[Texto del ejercicio]
################

El catalizador fue una protesta de estudiantes negros por la construcción de un gimnasio en Morningside Park, que tocaba muchas de las quejas de los negros contra la universidad: la forma en que se estaba adentrando en los barrios negros, el acceso limitado al gimnasio y la puerta separada para los residentes de la zona, muchos de ellos negros. El lema era “Gym Crow must go” [N. del. E. ”El gimnasio Crow se tiene que ir”, un juego de palabras que alude a las “Leyes Jim Crow”, que propugnaban la segregación racial en todas las instalaciones públicas de EEUU].
La sentada de los negros galvanizó rápidamente a los estudiantes de todas las demás causas sociales y políticas de aquella época turbulenta: una guerra que estaba matando a decenas de muchachos estadounidenses y a innumerables vietnamitas cada semana, el racismo que pocas semanas antes se había cobrado la vida del reverendo Dr. Martin Luther King Jr. y, sí, una celebración del “flower power” y el amor. El problema del gimnasio en Columbia se resolvió tranquilamente, pero para entonces, otros estudiantes estaban ocupando varios edificios. Finalmente, el presidente de Columbia, Grayson Kirk, llamó a la policía.
Tengo grabada en la memoria una instantánea de grupos de estudiantes pululando por el recinto, que estaba lleno de escombros de la confrontación, muchos de ellos luciendo con orgullo los vendajes de las heridas infligidas por el violento barrido de la Fuerza de Patrulla Táctica. De alguna ventana salía música psicodélica a todo volumen, y un solitario hombre de mantenimiento empujaba un ruidoso cortacésped sobre un trozo de hierba superviviente.
Se había puesto fin a las sentadas y se estaba restableciendo el orden, pero se había desencadenado algo aterrador y hermoso, una fe en que unos simples estudiantes podían hacer algo con lo que estaba mal en el mundo o, al menos, tenían derecho a intentarlo.
El relato clásico de Columbia ‘68, “La declaración de Strawberry”, un irónico y mordaz diario de un estudiante, James Simon Kunen, que participó en las protestas, capta la confusa maraña de causas, ideales, frustraciones y cruda excitación de aquella primavera. “Más allá de definir lo que no era, es muy difícil decir con certeza qué significaba algo. Pero todo debe tener un significado, y cada uno es libre de decir cuáles son los significados. En Columbia a muchos estudiantes simplemente no les gustó que su escuela se apropiara de un parque, y más bien desaprobaron que su escuela hiciera la guerra, y se lo dijeron a otros estudiantes, que se lo dijeron a otros, y vimos que Columbia es nuestra escuela y que tendremos algo que decir por lo que hace”.
Esa es la similitud. Así como los estudiantes de entonces ya no podían tolerar las horribles imágenes de una guerra lejana transmitidas, por primera vez, casi en tiempo real por la televisión, muchos de los estudiantes de hoy han encontrado las imágenes de Gaza, transmitidas ahora instantáneamente a sus teléfonos, para exigir que se tomen medidas. Y al igual que los estudiantes del 68 insistieron en que su escuela rompiera los lazos con un instituto gubernamental que realizaba investigaciones para la guerra, los estudiantes de hoy exigen que Columbia desinvierta de las empresas que se benefician de la invasión israelí de Gaza. Y los estudiantes de entonces y de ahora han encontrado que los administradores de sus universidades hacen oídos sordos a sus súplicas.

################

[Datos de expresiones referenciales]
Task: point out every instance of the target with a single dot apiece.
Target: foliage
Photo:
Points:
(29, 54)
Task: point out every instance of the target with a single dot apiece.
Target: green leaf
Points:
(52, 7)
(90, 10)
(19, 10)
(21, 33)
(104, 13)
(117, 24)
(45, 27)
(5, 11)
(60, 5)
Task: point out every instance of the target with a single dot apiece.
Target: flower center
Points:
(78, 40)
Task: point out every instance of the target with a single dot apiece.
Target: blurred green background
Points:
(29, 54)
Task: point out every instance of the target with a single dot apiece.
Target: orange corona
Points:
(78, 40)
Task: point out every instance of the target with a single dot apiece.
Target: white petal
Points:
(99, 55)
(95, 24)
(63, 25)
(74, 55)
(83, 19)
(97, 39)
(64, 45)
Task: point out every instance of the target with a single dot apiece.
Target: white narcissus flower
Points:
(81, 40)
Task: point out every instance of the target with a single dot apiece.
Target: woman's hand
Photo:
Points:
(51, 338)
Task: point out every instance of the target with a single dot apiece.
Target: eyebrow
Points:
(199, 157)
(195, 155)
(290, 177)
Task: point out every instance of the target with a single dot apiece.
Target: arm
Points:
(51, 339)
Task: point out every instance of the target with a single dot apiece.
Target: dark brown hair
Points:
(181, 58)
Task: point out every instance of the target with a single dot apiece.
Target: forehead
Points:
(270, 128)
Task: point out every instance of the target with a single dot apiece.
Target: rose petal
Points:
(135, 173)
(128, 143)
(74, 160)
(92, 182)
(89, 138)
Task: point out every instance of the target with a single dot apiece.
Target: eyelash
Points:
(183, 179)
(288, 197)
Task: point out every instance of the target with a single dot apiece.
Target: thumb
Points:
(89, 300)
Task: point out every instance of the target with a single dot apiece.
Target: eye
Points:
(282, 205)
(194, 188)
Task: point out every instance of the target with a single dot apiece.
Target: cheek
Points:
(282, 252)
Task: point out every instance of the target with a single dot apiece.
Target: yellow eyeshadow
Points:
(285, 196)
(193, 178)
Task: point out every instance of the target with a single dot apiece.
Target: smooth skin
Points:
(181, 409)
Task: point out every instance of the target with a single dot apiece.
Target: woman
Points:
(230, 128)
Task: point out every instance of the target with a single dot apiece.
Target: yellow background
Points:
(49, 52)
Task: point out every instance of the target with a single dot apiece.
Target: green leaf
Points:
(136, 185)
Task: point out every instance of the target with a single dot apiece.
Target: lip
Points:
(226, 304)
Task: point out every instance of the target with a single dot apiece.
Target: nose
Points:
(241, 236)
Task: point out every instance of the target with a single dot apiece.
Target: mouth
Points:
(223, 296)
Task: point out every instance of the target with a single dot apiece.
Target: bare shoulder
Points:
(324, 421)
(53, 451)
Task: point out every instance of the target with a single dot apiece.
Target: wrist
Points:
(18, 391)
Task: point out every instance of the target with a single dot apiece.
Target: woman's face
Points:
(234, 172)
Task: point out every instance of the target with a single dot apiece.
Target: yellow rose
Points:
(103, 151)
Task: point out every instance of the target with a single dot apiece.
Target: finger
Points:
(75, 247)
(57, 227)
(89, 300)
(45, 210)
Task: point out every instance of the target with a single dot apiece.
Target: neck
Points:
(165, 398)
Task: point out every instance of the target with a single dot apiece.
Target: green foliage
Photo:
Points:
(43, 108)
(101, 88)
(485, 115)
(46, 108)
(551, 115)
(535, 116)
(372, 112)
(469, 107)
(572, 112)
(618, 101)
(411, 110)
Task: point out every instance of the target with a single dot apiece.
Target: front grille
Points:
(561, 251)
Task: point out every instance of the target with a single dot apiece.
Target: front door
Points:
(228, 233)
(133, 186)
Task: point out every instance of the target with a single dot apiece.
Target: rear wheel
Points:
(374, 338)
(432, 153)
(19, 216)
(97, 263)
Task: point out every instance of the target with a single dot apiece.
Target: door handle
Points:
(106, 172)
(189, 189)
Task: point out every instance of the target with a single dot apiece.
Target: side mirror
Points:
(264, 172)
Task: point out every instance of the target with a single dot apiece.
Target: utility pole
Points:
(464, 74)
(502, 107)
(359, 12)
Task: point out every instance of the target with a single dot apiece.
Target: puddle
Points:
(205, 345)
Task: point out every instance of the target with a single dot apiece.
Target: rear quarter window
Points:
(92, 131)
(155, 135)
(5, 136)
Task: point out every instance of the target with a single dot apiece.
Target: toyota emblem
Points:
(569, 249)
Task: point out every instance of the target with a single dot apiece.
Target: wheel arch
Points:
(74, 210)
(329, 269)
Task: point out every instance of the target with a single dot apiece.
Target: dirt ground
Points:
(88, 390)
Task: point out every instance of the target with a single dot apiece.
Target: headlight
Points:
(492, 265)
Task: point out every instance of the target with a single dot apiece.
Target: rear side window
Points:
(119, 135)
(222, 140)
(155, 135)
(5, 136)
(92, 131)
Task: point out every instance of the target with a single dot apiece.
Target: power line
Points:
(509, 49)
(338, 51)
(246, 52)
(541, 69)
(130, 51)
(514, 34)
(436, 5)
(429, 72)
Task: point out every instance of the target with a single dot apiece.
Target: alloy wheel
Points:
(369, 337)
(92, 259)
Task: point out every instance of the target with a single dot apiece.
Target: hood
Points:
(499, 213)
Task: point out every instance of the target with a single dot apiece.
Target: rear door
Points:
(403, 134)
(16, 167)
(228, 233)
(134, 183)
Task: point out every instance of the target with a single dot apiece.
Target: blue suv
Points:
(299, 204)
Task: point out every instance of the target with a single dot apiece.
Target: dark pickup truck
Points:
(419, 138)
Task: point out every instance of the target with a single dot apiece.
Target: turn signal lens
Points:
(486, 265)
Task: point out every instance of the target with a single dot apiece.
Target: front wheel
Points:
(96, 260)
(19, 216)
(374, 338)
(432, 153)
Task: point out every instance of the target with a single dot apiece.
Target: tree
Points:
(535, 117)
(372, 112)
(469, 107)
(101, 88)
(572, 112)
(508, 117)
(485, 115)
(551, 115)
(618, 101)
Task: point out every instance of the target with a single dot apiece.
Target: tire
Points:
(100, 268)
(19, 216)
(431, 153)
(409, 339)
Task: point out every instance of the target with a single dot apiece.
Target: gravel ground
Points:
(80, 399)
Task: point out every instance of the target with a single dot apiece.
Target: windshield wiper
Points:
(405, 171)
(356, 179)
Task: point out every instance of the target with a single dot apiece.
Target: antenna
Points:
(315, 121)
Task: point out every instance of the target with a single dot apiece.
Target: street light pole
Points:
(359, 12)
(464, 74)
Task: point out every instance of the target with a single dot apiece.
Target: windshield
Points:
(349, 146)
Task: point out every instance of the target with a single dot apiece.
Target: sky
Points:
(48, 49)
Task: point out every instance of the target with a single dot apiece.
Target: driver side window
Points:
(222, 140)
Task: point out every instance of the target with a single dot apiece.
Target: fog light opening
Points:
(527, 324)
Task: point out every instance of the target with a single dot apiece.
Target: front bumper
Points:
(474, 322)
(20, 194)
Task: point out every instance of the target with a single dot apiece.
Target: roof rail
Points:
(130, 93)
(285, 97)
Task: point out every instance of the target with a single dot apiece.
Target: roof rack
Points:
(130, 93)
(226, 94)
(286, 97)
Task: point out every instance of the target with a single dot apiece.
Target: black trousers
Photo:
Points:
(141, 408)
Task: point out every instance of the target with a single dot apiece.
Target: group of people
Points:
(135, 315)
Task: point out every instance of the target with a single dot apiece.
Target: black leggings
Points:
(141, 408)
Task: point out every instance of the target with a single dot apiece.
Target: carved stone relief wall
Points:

################

[Tarea 1] Copia el fragmento del texto sobre las protestas en Columbia comprendido entre "Esa es la similitud." y "a sus súplicas.", ambos incluidos, y sustituye en él "teléfonos" por "pantallas".
[Tarea 2] Resume en dos oraciones el texto sobre las protestas en Columbia.
Los registros no son necesarios para resolver las tareas.

[Respuesta esperada 1]
Esa es la similitud. Así como los estudiantes de entonces ya no podían tolerar las horribles imágenes de una guerra lejana transmitidas, por primera vez, casi en tiempo real por la televisión, muchos de los estudiantes de hoy han encontrado las imágenes de Gaza, transmitidas ahora instantáneamente a sus pantallas, para exigir que se tomen medidas. Y al igual que los estudiantes del 68 insistieron en que su escuela rompiera los lazos con un instituto gubernamental que realizaba investigaciones para la guerra, los estudiantes de hoy exigen que Columbia desinvierta de las empresas que se benefician de la invasión israelí de Gaza. Y los estudiantes de entonces y de ahora han encontrado que los administradores de sus universidades hacen oídos sordos a sus súplicas.

[Respuesta esperada 2] La protesta de estudiantes negros contra la construcción de un gimnasio en Morningside Park movilizó a estudiantes de otras causas de la época y derivó en la ocupación de varios edificios, hasta que el presidente de Columbia, Grayson Kirk, llamó a la policía. El texto compara aquellas protestas del 68 con las actuales, en las que los estudiantes, movidos por las imágenes de Gaza, exigen que Columbia desinvierta de las empresas que se benefician de la invasión israelí, y señala que en ambos casos los administradores han hecho oídos sordos a sus súplicas.